### Exercises to complete
(1) Answer these questions using the article on Camilla Pang:
(a) What is the title of the book Pang wrote?
(b) Name the two ways Pang suggests for getting messy data.
(c) At what age was Pang diagnosed with attention deficit hyperactivity disorder?
(2) Write the next few paragraphs of the article on Camilla Pang, picking up after its final sentence.

### Passage for review
--------

Camilla Pang: ‘Don’t be afraid of messy data’

UK – Researchers should get to grips with more “messy” data to get a better view of how people think and feel about a particular subject, according to author Dr Camilla Pang.

Camilla Pang_crop

Pang (pictured), who wrote the book Explaining Humans about her analysis of human behaviour from the perspective of someone diagnosed with autism spectrum disorder, said that she felt that debates around how to carry out quality research was one of good versus bad data, rather than between quantitative and qualitative research.

“It’s trusting that the people you are surveying, provided the questions you are asking are as good as possible, will give you the answers they should do,” Pang said.

“It is not about people lying, but about people projecting answers that they think they know but changing their mind later. It is a snapshot. I feel like it is good to have this snapshot in time, but ultimately we are dynamic as people.

“Modelling this variance and not calling it an error is the best way to go. Don’t be afraid of messy data – ask at different time points, even though that is more work, or ask a wider range of people. Get the messy data if possible, because then you can see the patterns.”

A wider understanding of different branches of science, such as biology, chemistry and physics, would also help researchers rather than a focus on a single specialism.

“The more you dig deep into one part of science, you realise you need to know all of them to get a full picture of what you are studying,” she said.

“I think specialising is good as long as you have an appreciation of how all science, as an ecosystem, is bound together.”

Science cannot answer everything and has limitations, Pang said. “Science has limitations much like algorithms do. Even if you make the best algorithm for doing X, Y and Z, it hardly amounts to a burpee, writing a book or doing an art. It is very specialised.”

Pang, who was diagnosed with autism spectrum disorder aged eight and attention deficit hyperactivity disorder aged 26, also called for businesses to have a greater awareness of neurodiversity.

--------

### Recorded data
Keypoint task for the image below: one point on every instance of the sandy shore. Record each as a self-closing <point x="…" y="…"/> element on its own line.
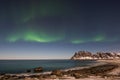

--------

### Answers to the exercise
(1)
(a) Explaining Humans
(b) Asking at different time points and asking a wider range of people
(c) 26

(2)
“What is neurodiversity bringing to the workplace? Not as much as it could be, because the workplace needs to adapt to the sensory or social needs of people who are autistic,” she said.

“It is being objective and, for example, allowing me to have the chair in the corner of the room. It is small, sensory things that people are increasingly aware of. Neurodiversity brings so much to the workplace. More of the same won’t cut it.”

She added that she hoped her writing would encourage more people to “ask the question ‘how I can make people who are neurodiverse more comfortable at work?'”.

Her writing, she said, was born out of an attempt to better understand the world around her.

“There’s different parts of being human that everyone can identify with. But you don’t even identify with that kind of association – for example, you can’t find your personality in characters on television, as to make that kind of association is quite nuanced,” Pang explained.

“To find my place when I could not identify with people around me was quite alienating. I felt that I was missing something, a link other people have which glued them together, and they have an ecosystem where if someone understands something, everyone else would get it. For me, it didn’t seem the case.”